* [Material supplied]:
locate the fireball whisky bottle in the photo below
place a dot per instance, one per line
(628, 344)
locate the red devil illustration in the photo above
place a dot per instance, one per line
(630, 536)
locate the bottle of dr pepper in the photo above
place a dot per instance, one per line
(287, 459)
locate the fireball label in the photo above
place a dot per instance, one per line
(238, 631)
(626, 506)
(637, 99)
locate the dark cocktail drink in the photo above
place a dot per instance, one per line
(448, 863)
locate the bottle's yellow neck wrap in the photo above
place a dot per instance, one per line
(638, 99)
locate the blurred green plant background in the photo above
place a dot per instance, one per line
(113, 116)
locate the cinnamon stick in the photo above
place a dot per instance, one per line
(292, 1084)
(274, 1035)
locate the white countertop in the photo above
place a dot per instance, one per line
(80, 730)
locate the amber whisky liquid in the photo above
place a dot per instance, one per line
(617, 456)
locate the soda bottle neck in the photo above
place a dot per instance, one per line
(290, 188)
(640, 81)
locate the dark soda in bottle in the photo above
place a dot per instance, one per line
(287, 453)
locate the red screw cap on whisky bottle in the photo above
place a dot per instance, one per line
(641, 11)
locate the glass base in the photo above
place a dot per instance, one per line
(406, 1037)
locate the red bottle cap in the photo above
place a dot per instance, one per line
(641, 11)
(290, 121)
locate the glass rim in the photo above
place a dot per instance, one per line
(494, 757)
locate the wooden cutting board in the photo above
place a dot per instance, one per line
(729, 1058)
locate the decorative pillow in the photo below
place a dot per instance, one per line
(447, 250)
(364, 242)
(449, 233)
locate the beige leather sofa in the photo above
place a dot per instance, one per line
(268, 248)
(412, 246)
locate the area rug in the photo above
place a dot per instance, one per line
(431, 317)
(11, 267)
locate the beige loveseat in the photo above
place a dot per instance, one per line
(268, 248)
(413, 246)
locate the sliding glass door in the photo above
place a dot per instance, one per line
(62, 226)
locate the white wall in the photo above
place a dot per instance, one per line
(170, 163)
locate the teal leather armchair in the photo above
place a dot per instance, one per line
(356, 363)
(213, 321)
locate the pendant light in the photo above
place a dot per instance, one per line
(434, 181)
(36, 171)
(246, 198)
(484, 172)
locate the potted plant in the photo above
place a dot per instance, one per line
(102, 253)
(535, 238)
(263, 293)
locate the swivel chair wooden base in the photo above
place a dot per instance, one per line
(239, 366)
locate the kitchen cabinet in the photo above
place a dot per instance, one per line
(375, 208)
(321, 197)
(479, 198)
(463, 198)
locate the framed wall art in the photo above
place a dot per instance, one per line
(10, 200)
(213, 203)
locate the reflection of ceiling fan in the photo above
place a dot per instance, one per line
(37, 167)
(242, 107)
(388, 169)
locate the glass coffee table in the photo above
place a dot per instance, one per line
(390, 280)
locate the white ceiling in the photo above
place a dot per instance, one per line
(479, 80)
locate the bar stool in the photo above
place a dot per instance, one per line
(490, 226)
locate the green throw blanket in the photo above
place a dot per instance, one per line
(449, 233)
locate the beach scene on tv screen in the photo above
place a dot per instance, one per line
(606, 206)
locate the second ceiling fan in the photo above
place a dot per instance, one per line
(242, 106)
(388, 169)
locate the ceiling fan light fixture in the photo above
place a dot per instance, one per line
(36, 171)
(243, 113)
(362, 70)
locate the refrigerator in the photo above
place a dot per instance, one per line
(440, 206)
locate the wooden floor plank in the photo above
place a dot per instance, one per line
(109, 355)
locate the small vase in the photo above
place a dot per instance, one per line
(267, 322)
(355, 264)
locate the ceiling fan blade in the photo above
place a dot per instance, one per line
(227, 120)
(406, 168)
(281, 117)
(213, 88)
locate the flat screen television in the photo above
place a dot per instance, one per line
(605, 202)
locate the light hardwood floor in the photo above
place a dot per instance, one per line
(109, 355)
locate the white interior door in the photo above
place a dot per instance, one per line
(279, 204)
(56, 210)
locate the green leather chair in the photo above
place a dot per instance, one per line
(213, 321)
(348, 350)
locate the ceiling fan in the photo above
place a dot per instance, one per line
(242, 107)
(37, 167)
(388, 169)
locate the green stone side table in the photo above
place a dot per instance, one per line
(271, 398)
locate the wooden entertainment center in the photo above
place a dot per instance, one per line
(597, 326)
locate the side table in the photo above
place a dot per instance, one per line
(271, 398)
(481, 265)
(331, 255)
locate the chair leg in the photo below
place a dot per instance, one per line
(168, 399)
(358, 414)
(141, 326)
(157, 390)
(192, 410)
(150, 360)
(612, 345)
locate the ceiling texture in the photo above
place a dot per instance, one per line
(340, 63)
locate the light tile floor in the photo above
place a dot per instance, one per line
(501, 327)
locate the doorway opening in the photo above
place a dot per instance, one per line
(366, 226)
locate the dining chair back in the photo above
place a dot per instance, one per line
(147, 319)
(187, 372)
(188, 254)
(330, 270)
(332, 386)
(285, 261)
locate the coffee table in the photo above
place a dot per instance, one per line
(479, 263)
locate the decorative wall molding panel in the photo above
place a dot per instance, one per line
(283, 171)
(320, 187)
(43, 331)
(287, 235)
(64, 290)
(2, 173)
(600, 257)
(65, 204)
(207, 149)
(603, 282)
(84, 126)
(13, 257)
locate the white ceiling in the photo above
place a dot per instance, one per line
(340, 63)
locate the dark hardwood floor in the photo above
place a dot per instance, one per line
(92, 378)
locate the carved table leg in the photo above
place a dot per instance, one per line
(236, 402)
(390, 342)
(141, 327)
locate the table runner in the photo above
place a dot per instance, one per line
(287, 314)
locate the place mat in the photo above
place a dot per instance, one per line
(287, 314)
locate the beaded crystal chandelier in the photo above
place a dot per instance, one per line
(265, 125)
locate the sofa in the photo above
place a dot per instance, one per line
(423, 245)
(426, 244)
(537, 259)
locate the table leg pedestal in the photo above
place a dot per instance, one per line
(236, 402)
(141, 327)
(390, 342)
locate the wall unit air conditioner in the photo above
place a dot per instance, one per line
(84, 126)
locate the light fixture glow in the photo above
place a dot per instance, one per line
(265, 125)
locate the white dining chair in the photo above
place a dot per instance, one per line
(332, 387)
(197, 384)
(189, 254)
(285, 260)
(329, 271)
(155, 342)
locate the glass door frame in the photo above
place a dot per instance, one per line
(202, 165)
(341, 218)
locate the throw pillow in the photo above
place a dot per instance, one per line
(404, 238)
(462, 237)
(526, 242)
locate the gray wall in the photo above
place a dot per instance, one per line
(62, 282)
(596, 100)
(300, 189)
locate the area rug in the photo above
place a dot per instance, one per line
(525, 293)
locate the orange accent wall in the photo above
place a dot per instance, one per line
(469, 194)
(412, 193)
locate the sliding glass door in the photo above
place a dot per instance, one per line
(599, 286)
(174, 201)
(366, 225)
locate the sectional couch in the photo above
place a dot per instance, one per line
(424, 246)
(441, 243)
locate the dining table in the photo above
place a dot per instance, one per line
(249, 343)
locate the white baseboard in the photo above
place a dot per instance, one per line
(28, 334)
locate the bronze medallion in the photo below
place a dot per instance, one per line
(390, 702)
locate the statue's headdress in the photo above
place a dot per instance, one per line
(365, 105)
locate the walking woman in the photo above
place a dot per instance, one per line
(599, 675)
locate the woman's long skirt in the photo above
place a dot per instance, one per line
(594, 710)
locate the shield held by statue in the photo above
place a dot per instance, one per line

* [To do]: Only the lines from the one that contains "locate the wall" to the end of the data should be output, exactly as they appear.

* [Reply]:
locate the wall unit air conditioner in the photo above
place a dot per instance, one per line
(84, 126)
locate the light fixture glow in the photo above
place a dot per instance, one per line
(265, 125)
locate the white dining chair in the photo above
place a dot per instance, one per line
(332, 387)
(197, 384)
(189, 254)
(285, 260)
(329, 271)
(155, 342)
locate the glass door frame in the photo above
place a dot per instance, one per line
(202, 165)
(341, 218)
locate the throw pillow in the photo above
place a dot per instance, one per line
(404, 238)
(462, 237)
(526, 242)
locate the gray wall in the photo above
place a dot per instance, one per line
(62, 282)
(596, 100)
(300, 189)
locate the area rug in the photo above
place a dot per instance, one per line
(525, 293)
locate the orange accent wall in the photo above
place a dot per instance, one per line
(469, 194)
(412, 193)
locate the sliding glass door in the photo above
place a dot per instance, one per line
(599, 286)
(174, 201)
(366, 225)
locate the sectional couch in the photo above
place a dot per instance, one per line
(424, 246)
(441, 243)
locate the dining table in the photo above
place a dot per instance, one per line
(249, 343)
locate the white baseboard in the photo above
place a dot per instance, one per line
(28, 334)
locate the bronze medallion in the photo below
place a dot per instance, one per line
(390, 702)
locate the statue's headdress in the photo above
place a dot per instance, one per line
(365, 105)
locate the walking woman in the photo above
place a dot per instance, one per line
(599, 675)
locate the woman's long skirt in the photo above
place a dot per instance, one per line
(594, 710)
locate the shield held by statue in the photo above
place a dot per instance, one per line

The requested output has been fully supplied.